Records supplied:
┌────────
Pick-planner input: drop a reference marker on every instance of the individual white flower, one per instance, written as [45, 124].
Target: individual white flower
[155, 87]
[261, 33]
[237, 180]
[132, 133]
└────────
Directive:
Copy all data exactly, start to finish.

Task output:
Pick-planner input: drop a reference marker on every instance of the individual white flower, one per instance, written as [45, 124].
Target: individual white flower
[155, 87]
[261, 33]
[237, 180]
[132, 133]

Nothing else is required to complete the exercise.